> _What to produce_: Rewrite the data below with every "pretty-printed" changed to "indented" and everything else left as it is. Leave the pictures out of your answer.

> _Given information_:
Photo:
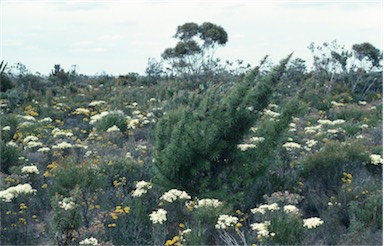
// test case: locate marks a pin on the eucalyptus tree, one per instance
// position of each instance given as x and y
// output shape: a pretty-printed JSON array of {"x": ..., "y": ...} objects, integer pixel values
[{"x": 193, "y": 54}]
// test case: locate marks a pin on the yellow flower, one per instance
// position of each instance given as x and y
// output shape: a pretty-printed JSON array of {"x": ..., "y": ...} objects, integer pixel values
[
  {"x": 239, "y": 212},
  {"x": 168, "y": 242},
  {"x": 114, "y": 216}
]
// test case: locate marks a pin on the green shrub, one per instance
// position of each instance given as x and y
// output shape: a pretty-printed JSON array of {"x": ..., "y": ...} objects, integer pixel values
[
  {"x": 196, "y": 147},
  {"x": 9, "y": 157},
  {"x": 116, "y": 118}
]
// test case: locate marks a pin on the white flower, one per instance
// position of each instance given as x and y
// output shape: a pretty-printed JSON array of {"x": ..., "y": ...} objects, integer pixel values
[
  {"x": 312, "y": 222},
  {"x": 6, "y": 128},
  {"x": 60, "y": 133},
  {"x": 133, "y": 123},
  {"x": 312, "y": 129},
  {"x": 376, "y": 159},
  {"x": 263, "y": 208},
  {"x": 336, "y": 104},
  {"x": 33, "y": 144},
  {"x": 89, "y": 241},
  {"x": 46, "y": 120},
  {"x": 30, "y": 169},
  {"x": 363, "y": 126},
  {"x": 261, "y": 228},
  {"x": 128, "y": 155},
  {"x": 98, "y": 117},
  {"x": 12, "y": 144},
  {"x": 14, "y": 191},
  {"x": 257, "y": 139},
  {"x": 244, "y": 147},
  {"x": 208, "y": 203},
  {"x": 158, "y": 217},
  {"x": 141, "y": 148},
  {"x": 225, "y": 221},
  {"x": 62, "y": 145},
  {"x": 291, "y": 209},
  {"x": 43, "y": 150},
  {"x": 174, "y": 194},
  {"x": 311, "y": 143},
  {"x": 141, "y": 188},
  {"x": 271, "y": 113},
  {"x": 289, "y": 146},
  {"x": 30, "y": 138},
  {"x": 67, "y": 203},
  {"x": 81, "y": 111},
  {"x": 27, "y": 117},
  {"x": 96, "y": 103},
  {"x": 114, "y": 128}
]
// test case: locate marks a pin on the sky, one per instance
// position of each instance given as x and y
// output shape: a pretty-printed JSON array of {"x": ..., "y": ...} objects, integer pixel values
[{"x": 118, "y": 37}]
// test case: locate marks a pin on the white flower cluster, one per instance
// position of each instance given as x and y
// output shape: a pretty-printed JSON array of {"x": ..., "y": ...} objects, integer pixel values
[
  {"x": 330, "y": 122},
  {"x": 89, "y": 241},
  {"x": 14, "y": 191},
  {"x": 291, "y": 209},
  {"x": 62, "y": 145},
  {"x": 30, "y": 138},
  {"x": 82, "y": 111},
  {"x": 225, "y": 221},
  {"x": 67, "y": 203},
  {"x": 262, "y": 228},
  {"x": 244, "y": 147},
  {"x": 257, "y": 139},
  {"x": 312, "y": 222},
  {"x": 30, "y": 169},
  {"x": 203, "y": 203},
  {"x": 60, "y": 133},
  {"x": 312, "y": 129},
  {"x": 46, "y": 120},
  {"x": 158, "y": 217},
  {"x": 31, "y": 142},
  {"x": 141, "y": 188},
  {"x": 27, "y": 117},
  {"x": 12, "y": 144},
  {"x": 43, "y": 150},
  {"x": 96, "y": 103},
  {"x": 174, "y": 194},
  {"x": 98, "y": 117},
  {"x": 309, "y": 144},
  {"x": 141, "y": 148},
  {"x": 113, "y": 128},
  {"x": 263, "y": 208},
  {"x": 290, "y": 146},
  {"x": 337, "y": 104},
  {"x": 376, "y": 159},
  {"x": 271, "y": 113},
  {"x": 6, "y": 128}
]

> _Solution to this exercise_:
Photo:
// test case: locate marks a pin on the eucalyptus tree, one per instance
// position of each instance given as x and y
// output shape: a indented JSON array of {"x": ..., "y": ...} objects, integer pixel values
[{"x": 193, "y": 54}]
// test case: locate marks a pin on the yellow flower, one per instance
// position of each instance given as x and y
// output shape: a indented JSON array of {"x": ..., "y": ...} objects, integer pixel values
[
  {"x": 239, "y": 212},
  {"x": 168, "y": 242},
  {"x": 114, "y": 216}
]
// test case: locate marks a pin on the green shrub, one per instance
// position of each instance given as x and y
// output shape: a indented JSON array of {"x": ..., "y": ...} objects, integer pixel values
[
  {"x": 196, "y": 147},
  {"x": 9, "y": 157},
  {"x": 116, "y": 118}
]
// test case: locate marks a pin on the white flower, one per instance
// position of each instance given as x and y
// output shape: a indented JSON array of {"x": ..., "y": ...} objects, integer pixel values
[
  {"x": 312, "y": 222},
  {"x": 6, "y": 128},
  {"x": 60, "y": 133},
  {"x": 133, "y": 123},
  {"x": 312, "y": 129},
  {"x": 376, "y": 159},
  {"x": 263, "y": 208},
  {"x": 336, "y": 104},
  {"x": 33, "y": 144},
  {"x": 89, "y": 241},
  {"x": 46, "y": 120},
  {"x": 30, "y": 169},
  {"x": 363, "y": 126},
  {"x": 261, "y": 228},
  {"x": 128, "y": 155},
  {"x": 98, "y": 117},
  {"x": 12, "y": 144},
  {"x": 14, "y": 191},
  {"x": 257, "y": 139},
  {"x": 244, "y": 147},
  {"x": 208, "y": 203},
  {"x": 158, "y": 217},
  {"x": 141, "y": 148},
  {"x": 225, "y": 221},
  {"x": 62, "y": 145},
  {"x": 291, "y": 209},
  {"x": 43, "y": 150},
  {"x": 174, "y": 194},
  {"x": 311, "y": 143},
  {"x": 141, "y": 188},
  {"x": 271, "y": 113},
  {"x": 289, "y": 146},
  {"x": 30, "y": 138},
  {"x": 67, "y": 203},
  {"x": 81, "y": 111},
  {"x": 27, "y": 117},
  {"x": 96, "y": 103},
  {"x": 114, "y": 128}
]
// test case: locate marks a pin on the sky, one per instance
// position of each instance given as x and y
// output shape: a indented JSON array of {"x": ..., "y": ...} objects, integer pixel values
[{"x": 118, "y": 37}]
// test case: locate marks a pin on the white flower cluster, one per instance
// position of each instance given as x and y
// output shape: a indented JSON array of {"x": ..., "y": ...} objects, integer pixel values
[
  {"x": 330, "y": 122},
  {"x": 89, "y": 241},
  {"x": 14, "y": 191},
  {"x": 291, "y": 209},
  {"x": 62, "y": 145},
  {"x": 30, "y": 138},
  {"x": 82, "y": 111},
  {"x": 225, "y": 221},
  {"x": 67, "y": 203},
  {"x": 262, "y": 228},
  {"x": 244, "y": 147},
  {"x": 257, "y": 139},
  {"x": 312, "y": 222},
  {"x": 30, "y": 169},
  {"x": 203, "y": 203},
  {"x": 60, "y": 133},
  {"x": 312, "y": 129},
  {"x": 46, "y": 120},
  {"x": 158, "y": 217},
  {"x": 31, "y": 142},
  {"x": 141, "y": 188},
  {"x": 27, "y": 117},
  {"x": 12, "y": 144},
  {"x": 43, "y": 150},
  {"x": 96, "y": 103},
  {"x": 174, "y": 194},
  {"x": 98, "y": 117},
  {"x": 309, "y": 144},
  {"x": 141, "y": 148},
  {"x": 113, "y": 128},
  {"x": 263, "y": 208},
  {"x": 290, "y": 146},
  {"x": 337, "y": 104},
  {"x": 376, "y": 159},
  {"x": 271, "y": 113},
  {"x": 6, "y": 128}
]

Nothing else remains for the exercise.